TRECHO DO DOCUMENTO:
Uma economia ecoeficiente, com
generalização da engenharia reversa, reciclagem, reutilização e refabricação,
permitiria reduzir tendencialmente a zero a extração de novos recursos naturais
e o descarte. Tal é o sonho do capitalismo “sustentável”, do qual a figura 1
brutalmente nos desperta.
Fonte: Daniel Hoornweg,
Perinaz Bhada-Tata, Chris Kennedy, “Environment: Waste production must peak
this century”. Nature, 30/X/2013; Joseph Stromberg, “When will we hit peak
garbage?”, Smithsonian.com 30/X/2013 http://www.smithsonianmag.com/science-nature/when-will-we-hit-peak-garbage-7074398/
O lixo urbano (RSU) cresce ao longo do
século XX e acelera-se após 2000, superando 3,5 milhões de toneladas por dia em
2010 (quase 1,3 Gigatoneladas ao ano) e 6 milhões em 2025. Mesmo no melhor dos
três cenários futuros (linha cinza), ele deve superar a marca dos 8 milhões de
toneladas de lixo por dia em 2050 (2,9 Gigatoneladas ao ano), um crescimento de
mais de 100%, quando a população deve crescer “apenas” 40% no mesmo período (de
7 bilhões em 2012 para 9,8 bilhões em 2050, segundo a última Revisão da Population
Prospects, da ONU).

DADOS ARMAZENADOS:
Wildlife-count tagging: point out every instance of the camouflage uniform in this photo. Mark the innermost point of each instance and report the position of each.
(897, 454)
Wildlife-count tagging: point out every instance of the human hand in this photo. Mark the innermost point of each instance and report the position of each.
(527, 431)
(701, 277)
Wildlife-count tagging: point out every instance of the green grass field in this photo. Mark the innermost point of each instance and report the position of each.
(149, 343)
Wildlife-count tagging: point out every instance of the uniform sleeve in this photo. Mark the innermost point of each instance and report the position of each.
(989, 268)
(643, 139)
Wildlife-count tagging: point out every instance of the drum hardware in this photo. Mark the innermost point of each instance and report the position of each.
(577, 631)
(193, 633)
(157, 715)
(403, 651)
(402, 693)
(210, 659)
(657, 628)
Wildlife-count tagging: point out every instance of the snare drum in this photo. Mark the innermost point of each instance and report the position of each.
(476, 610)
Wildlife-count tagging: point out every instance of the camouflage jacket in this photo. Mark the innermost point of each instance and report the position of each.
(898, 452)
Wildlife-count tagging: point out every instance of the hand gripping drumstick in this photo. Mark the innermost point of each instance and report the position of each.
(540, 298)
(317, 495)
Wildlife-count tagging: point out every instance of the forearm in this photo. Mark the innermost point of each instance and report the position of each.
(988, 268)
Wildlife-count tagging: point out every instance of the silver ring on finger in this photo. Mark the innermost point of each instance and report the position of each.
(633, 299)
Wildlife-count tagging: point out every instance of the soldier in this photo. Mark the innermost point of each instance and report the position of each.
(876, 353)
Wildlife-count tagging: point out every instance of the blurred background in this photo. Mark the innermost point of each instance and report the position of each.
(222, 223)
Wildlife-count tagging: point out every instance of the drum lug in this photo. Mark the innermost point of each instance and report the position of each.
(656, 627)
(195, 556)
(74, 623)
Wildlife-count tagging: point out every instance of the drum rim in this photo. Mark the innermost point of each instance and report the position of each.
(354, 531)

PRATIQUE A LEITURA:
[A] Responda com base no trecho sobre o lixo urbano:
(i) Que práticas, generalizadas, caracterizariam uma economia ecoeficiente?
(ii) Quantas toneladas de lixo urbano por dia foram superadas em 2010?
(iii) Segundo a revisão da ONU citada, qual deve ser a população em 2050?
[B] Copie do trecho sobre o lixo urbano a passagem que começa nas palavras "Uma economia ecoeficiente, com" e termina logo após "brutalmente nos desperta.".
[C] Prossiga com o trecho sobre o lixo urbano a partir da última frase apresentada.

RESPOSTAS DO EXERCÍCIO:
[A]
(i) Engenharia reversa, reciclagem, reutilização e refabricação.
(ii) 3,5 milhões de toneladas por dia.
(iii) 9,8 bilhões.

[B]
Uma economia ecoeficiente, com
generalização da engenharia reversa, reciclagem, reutilização e refabricação,
permitiria reduzir tendencialmente a zero a extração de novos recursos naturais
e o descarte. Tal é o sonho do capitalismo “sustentável”, do qual a figura 1
brutalmente nos desperta.

[C]
Parte considerável desse lixo é
plástico. No World Economic Forum de Davos em 2016, a Ellen MacArthur
Foundation lançou, junto com a McKinsey, um estudo sobre o plástico e seu lixo,
intitulado The New Plastics Economy — Rethinking the
future of plastics. Em 1950, produziram-se 1,7 milhão de toneladas
de plástico. Em 1964, 15 milhões de toneladas e em 2014, 311 milhões de
toneladas. Em 65 anos, a produção de plástico multiplicou-se por 183 vezes,
como mostra a figura 2.
Essa produção, da qual apenas 5% é
hoje reciclada, deve dobrar nos próximos 20 anos e quadruplicar até 2050,
atingindo 1.124 milhões de toneladas. Enquanto apenas 6% do petróleo destina-se
hoje à fabricação de plástico, em 2050, essa porcentagem subirá para 20%.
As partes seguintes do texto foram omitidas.